# my ass!



## Makilakixki

Hi you all!
I'd like to know the use of the expression '... my ass!' . I have heard it in many movies and though I guess I understand the general meaning I need some examples of it plus some explanation. Thank you in advance


----------



## Soy Yo

Quiere decir:

You (he, she, it, they) must be crazy! Está(s)(n) loco(s)! Eso es ridículo!

--He said for you to give me the money and I'll give it to him!
--Give you the money, my ass!!! (You must be crazy! He must be crazy!) [to think I'm going to give you the money].


----------



## danielfranco

Un mexicanismo que no está a la misma altura de grosero, pero de todos modos no es tampoco muy amable que digamos es:
"¡Tu abuela!"
"¿Que soy un qué, dijiste? ¡Tu abuela!"
Dan "abuelo" F


----------



## Gizmo77

Traducción al castellano:

- ¿¿¿qué dices???/¿¿qué me estás contando??... y similares .


----------



## forever delayed

Kaixo Makilakixki,

Yo diría que "...my ass!" (o "arse" en el Reino Unido ) expresa incredulidad de forma sarcástica...

Un ejemplo:
So you're the best player here?? ...my ass!

Tal vez una expresión equivalente en español (al menos en España) sería "...¡y una mierda!"

Pero espera más opiniones...

EDIT: Ups, ya tienes 3.


----------



## Makilakixki

Se me acaba de ocurrir (just for those of you who master both english and spanish)... Que os parece '¡y una mierda!' como traduccion fidedigna del tono supongo que soez de la expresión '...my ass!'? Otra pregunta: puede usarse a secas sin acompañar a nada? Gracias a todos por vuestras aportaciones y por las que vengan... ;-)


----------



## Makilakixki

Vaya, he dado en el clavo! Gracias, Forever Delayed


----------



## Soy Yo

Bueno, lo puedes usar a secas pero tendría que estar en "reacción" a algo dicho por otra persona. Me parece que siempre es una reacción a algo que alguien te ha dicho.


----------



## Gizmo77

Yo propondría "llunamieldaasinadegrandepaquetelacomasconpatatas"... pero quizás "y un mierda/ por éstas/ vas guapo..." sean más económicas .


----------



## Soy Yo

por favor, pronuncia tu primera palabra propuesta Gizmo


----------



## Gizmo77

Tus deseos son órdenes Soy_Yo...


----------



## Soy Yo

Jajaja... me quedo asombrado!  Y es una invencion tuya o...¿¿¿hay locos por ahi que realmente lo digan???


----------



## Gizmo77

Lógicamente ...invención mía, que yo sepa soy único en mi especie .


----------



## Makilakixki

Gizmo... eres un@ cachond@ mental . Soy Yo, esto para ti (no te lo tomes en serio, es una broma ) "Y una mierda así de grande para que te la comas con patatas" = my ass. De nada


----------



## Makilakixki

Can somebody of you guys attach an audio example of 'my ass' here? I need to hear the pronunciation and how it would sound in a real context. Thanks


----------



## Soy Yo

*Not me!* No quiero ser el hazmerreír de Giz!
------------------------------------
▶ [EJERCICIO 1] Traduce al español esta oración del hilo de arriba sobre la expresión «my ass!»: «I need to hear the pronunciation and how it would sound in a real context.»
▶ [EJERCICIO 2] Transcribe sin cambios el pasaje del hilo sobre la expresión «my ass!» que empieza en «Yo diría que» y acaba en «ya tienes 3.».

▶ [MATERIAL EXTRAÍDO]
------------------------------------
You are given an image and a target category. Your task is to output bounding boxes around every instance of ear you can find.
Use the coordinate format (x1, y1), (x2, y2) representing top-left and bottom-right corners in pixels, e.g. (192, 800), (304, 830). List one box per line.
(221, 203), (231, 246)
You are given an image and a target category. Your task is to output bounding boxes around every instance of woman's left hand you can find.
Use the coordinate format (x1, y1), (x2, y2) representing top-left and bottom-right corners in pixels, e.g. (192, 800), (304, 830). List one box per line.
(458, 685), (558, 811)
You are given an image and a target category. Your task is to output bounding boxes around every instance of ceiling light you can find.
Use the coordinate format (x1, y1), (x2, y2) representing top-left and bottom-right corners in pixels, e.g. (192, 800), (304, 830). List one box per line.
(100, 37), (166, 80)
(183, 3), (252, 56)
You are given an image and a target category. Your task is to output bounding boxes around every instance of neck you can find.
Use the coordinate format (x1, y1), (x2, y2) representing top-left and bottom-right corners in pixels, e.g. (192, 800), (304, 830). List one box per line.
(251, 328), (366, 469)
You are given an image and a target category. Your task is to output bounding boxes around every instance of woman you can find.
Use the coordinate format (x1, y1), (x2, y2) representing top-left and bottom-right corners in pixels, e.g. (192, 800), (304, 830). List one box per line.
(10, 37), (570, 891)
------------------------------------
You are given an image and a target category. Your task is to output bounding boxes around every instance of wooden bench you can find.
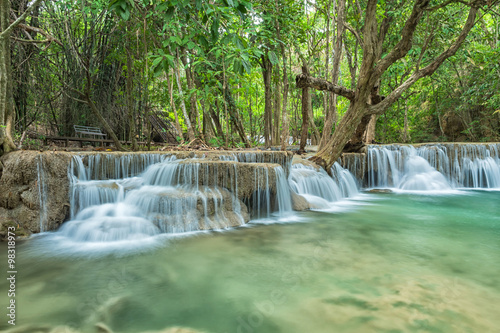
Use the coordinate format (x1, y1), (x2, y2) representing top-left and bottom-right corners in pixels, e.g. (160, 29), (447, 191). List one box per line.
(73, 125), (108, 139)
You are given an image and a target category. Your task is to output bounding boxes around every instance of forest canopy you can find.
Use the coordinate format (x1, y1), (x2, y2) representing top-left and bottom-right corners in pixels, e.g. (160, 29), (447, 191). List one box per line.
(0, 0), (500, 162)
------------------------------------
▶ [RESPUESTA ESCRITA 1] Necesito oír la pronunciación y cómo sonaría en un contexto real.

▶ [RESPUESTA ESCRITA 2]
Yo diría que "...my ass!" (o "arse" en el Reino Unido ) expresa incredulidad de forma sarcástica...

Un ejemplo:
So you're the best player here?? ...my ass!

Tal vez una expresión equivalente en español (al menos en España) sería "...¡y una mierda!"

Pero espera más opiniones...

EDIT: Ups, ya tienes 3.